What is needed:
Identify every line in the records below that contains the string "shadow", and copy each such line in full. Matching is case-sensitive.

Exercise inputs:
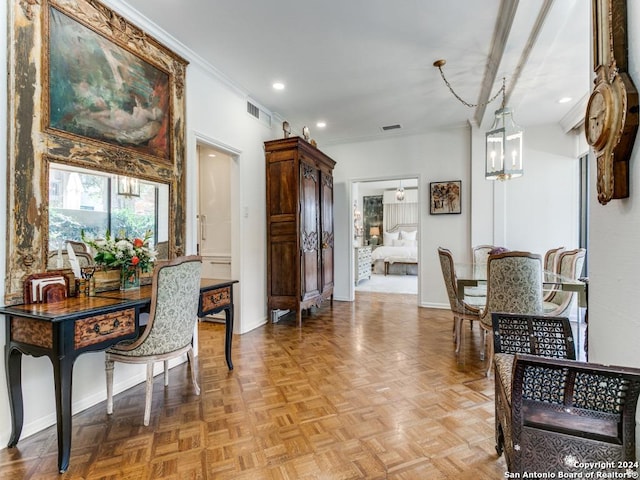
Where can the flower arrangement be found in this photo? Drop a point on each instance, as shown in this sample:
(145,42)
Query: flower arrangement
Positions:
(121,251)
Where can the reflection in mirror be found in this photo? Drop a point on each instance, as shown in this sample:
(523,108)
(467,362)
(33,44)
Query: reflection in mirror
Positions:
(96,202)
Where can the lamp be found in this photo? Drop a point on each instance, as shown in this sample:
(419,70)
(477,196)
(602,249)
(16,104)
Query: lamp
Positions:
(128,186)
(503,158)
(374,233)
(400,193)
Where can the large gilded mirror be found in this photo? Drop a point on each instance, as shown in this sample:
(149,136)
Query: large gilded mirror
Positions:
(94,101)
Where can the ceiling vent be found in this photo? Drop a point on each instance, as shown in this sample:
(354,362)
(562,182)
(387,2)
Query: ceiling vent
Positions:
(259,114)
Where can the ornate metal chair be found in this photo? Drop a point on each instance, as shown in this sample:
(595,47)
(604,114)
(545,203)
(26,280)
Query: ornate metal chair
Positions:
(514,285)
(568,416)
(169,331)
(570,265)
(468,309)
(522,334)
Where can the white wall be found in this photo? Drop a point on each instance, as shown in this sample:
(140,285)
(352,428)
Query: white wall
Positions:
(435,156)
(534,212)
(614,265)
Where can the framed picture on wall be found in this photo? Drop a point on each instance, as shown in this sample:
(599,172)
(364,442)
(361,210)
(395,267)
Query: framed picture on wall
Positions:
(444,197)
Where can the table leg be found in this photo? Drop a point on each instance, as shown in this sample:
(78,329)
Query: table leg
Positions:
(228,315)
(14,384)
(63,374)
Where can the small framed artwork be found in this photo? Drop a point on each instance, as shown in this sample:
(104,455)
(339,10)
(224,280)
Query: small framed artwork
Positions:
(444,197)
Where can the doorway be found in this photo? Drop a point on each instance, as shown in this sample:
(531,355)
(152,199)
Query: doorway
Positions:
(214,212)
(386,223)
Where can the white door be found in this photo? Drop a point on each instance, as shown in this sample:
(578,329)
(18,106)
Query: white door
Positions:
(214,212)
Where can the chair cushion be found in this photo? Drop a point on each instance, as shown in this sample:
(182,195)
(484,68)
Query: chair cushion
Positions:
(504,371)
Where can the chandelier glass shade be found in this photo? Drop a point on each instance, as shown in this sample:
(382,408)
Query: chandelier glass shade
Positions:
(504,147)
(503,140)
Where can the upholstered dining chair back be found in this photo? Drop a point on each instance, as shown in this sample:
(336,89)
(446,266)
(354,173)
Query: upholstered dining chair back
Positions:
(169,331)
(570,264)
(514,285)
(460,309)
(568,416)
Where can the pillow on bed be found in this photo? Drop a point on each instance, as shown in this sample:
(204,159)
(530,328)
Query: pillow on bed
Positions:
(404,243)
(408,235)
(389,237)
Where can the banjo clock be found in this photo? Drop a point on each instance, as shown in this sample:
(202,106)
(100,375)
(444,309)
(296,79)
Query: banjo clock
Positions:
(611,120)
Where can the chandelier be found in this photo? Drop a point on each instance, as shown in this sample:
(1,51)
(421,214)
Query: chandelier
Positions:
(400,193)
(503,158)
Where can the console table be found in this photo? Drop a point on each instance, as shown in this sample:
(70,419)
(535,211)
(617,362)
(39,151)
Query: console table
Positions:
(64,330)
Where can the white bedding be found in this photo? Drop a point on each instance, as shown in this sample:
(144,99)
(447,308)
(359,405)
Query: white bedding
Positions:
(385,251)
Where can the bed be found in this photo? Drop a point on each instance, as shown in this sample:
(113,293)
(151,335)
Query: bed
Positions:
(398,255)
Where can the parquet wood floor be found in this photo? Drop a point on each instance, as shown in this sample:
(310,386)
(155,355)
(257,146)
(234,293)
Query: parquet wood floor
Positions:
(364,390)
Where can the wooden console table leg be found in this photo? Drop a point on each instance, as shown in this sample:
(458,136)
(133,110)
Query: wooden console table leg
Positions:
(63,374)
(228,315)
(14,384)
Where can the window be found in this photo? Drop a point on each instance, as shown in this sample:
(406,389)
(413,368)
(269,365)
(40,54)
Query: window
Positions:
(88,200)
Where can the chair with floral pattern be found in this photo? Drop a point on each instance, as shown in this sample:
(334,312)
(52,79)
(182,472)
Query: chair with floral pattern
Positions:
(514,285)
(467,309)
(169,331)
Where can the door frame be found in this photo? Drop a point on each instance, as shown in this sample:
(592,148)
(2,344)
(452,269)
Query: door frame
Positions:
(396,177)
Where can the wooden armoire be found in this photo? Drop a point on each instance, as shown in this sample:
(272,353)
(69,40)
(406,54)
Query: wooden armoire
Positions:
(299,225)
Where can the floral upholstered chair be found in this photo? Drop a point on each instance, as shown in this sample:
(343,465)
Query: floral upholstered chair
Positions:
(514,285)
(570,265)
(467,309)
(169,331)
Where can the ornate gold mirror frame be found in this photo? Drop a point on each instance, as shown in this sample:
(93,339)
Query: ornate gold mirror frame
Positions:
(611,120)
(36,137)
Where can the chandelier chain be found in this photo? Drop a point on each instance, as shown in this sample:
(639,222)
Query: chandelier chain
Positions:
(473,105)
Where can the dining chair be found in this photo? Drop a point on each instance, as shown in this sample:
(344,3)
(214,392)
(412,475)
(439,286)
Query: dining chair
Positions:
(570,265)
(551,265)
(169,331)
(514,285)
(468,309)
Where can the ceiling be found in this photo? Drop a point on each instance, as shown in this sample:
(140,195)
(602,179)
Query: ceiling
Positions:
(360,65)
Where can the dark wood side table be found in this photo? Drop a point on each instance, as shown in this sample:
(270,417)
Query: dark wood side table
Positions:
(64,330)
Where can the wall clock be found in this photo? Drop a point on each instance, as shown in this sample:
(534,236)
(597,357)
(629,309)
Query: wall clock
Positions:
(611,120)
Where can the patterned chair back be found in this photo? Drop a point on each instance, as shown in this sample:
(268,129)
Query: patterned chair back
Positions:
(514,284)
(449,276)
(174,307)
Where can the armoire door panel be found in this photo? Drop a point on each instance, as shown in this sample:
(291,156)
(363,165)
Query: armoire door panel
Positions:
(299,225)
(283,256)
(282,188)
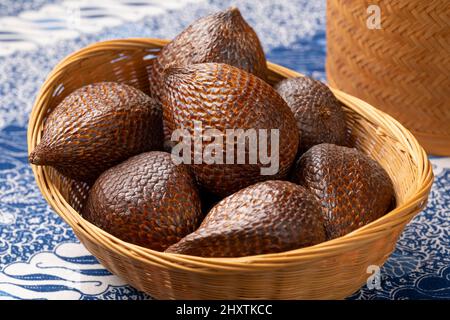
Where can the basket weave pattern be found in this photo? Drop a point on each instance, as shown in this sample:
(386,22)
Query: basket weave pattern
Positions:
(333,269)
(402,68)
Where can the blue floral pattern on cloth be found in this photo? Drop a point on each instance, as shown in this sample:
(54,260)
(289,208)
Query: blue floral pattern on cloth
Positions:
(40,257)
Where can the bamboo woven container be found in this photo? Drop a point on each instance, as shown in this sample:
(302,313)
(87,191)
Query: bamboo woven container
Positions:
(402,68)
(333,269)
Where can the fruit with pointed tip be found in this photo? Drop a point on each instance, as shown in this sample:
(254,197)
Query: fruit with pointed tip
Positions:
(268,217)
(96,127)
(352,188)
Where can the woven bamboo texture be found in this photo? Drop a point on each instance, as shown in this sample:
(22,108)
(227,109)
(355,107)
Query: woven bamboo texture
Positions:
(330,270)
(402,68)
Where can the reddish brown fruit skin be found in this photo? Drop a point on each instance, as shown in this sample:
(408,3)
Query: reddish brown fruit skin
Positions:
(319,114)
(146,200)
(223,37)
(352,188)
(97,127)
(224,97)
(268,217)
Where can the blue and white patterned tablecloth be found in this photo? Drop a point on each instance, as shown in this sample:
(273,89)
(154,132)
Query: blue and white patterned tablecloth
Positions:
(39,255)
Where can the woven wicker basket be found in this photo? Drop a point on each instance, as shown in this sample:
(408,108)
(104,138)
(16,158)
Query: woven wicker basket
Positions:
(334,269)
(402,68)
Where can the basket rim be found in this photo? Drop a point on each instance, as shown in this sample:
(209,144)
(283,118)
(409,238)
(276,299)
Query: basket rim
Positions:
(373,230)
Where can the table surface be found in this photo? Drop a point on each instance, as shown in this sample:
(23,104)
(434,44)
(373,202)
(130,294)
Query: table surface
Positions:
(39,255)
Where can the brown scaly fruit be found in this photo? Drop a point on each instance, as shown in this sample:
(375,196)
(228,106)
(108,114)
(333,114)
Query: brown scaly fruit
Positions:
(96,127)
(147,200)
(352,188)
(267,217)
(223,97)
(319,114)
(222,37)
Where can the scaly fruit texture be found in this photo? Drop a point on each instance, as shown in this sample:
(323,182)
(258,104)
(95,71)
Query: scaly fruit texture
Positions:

* * *

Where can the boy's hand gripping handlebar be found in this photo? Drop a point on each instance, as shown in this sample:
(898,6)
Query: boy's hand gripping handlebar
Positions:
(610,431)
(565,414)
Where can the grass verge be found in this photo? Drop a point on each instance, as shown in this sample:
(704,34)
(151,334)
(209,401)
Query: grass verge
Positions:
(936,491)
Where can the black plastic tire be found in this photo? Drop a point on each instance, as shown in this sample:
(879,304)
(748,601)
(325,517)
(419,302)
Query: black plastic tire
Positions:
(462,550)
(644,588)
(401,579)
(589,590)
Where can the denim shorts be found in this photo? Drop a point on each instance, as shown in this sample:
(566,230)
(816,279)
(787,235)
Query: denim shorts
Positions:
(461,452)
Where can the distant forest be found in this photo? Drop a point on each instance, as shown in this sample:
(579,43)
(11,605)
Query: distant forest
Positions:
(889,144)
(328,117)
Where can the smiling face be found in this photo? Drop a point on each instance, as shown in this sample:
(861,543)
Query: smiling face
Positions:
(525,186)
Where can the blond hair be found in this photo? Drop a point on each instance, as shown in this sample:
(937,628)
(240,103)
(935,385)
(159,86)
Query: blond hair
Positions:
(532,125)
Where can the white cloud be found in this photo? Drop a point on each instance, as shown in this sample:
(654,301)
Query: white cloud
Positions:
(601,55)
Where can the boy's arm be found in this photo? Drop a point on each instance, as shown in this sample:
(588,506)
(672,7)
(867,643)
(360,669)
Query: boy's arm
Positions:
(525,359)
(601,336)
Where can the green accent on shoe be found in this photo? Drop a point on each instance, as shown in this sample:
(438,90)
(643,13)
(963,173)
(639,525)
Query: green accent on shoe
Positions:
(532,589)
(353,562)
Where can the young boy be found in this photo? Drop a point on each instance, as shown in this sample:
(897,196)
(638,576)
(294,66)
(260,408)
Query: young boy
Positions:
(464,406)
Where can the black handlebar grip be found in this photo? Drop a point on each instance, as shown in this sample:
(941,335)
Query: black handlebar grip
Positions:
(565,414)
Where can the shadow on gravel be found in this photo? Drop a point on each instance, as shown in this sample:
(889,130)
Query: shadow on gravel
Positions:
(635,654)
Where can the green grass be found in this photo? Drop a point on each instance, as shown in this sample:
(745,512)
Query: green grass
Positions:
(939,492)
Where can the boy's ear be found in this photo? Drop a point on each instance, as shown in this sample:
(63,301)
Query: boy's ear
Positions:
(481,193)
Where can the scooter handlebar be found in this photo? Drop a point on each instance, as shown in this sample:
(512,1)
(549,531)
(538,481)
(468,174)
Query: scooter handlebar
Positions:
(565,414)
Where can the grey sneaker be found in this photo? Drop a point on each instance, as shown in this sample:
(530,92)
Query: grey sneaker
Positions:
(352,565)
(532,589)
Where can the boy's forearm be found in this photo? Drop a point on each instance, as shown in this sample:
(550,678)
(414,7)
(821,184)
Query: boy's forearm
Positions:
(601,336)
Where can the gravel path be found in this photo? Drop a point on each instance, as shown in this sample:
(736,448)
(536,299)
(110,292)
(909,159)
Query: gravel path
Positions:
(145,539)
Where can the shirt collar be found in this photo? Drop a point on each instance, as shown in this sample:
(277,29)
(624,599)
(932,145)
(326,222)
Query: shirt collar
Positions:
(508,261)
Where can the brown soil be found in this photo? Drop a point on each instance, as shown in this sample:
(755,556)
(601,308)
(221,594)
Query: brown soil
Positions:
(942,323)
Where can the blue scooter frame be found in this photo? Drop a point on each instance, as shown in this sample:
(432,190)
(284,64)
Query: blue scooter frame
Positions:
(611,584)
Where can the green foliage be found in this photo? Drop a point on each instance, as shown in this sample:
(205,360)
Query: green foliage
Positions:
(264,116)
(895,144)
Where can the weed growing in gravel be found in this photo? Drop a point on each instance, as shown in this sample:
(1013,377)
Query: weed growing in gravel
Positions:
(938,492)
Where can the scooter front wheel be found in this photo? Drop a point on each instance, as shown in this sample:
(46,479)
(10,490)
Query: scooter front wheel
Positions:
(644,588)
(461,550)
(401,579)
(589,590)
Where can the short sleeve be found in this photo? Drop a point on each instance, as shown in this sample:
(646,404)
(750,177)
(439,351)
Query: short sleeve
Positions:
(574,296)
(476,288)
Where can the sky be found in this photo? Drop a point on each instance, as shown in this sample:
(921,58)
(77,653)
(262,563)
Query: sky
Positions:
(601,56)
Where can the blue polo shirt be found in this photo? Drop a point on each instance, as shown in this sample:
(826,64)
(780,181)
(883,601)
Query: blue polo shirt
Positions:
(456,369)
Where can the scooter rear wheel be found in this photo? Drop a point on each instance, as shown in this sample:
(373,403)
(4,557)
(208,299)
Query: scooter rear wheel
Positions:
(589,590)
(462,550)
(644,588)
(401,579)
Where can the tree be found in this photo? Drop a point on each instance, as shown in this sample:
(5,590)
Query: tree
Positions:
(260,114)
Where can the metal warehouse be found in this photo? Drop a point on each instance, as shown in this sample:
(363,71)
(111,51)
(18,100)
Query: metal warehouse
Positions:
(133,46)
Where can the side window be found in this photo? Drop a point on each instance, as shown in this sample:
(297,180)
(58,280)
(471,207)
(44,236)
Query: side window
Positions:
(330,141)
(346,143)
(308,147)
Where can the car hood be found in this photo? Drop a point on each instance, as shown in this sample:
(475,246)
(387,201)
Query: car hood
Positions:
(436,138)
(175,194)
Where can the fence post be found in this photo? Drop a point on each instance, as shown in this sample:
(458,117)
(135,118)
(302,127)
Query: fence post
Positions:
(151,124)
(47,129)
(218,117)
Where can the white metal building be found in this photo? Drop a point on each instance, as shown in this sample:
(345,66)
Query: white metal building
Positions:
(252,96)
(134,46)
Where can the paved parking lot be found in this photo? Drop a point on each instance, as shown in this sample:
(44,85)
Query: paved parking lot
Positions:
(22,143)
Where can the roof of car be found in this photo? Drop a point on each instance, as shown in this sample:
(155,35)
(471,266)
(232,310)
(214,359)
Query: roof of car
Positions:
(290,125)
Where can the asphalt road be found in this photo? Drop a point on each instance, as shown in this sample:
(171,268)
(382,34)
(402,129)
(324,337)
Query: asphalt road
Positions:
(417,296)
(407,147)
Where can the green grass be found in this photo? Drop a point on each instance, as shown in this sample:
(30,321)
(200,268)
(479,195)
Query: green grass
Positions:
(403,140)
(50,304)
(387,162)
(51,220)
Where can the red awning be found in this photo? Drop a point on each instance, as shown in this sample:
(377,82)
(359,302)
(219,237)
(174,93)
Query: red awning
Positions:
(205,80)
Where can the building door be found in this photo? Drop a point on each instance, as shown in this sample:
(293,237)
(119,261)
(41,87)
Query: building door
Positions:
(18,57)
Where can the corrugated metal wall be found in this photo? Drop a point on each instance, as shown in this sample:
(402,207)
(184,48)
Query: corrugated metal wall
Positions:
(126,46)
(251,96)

Full answer:
Where can the shadow on gravel be found in this photo? Drop a point on each instance, as shown in this sample:
Query: shadow on gravel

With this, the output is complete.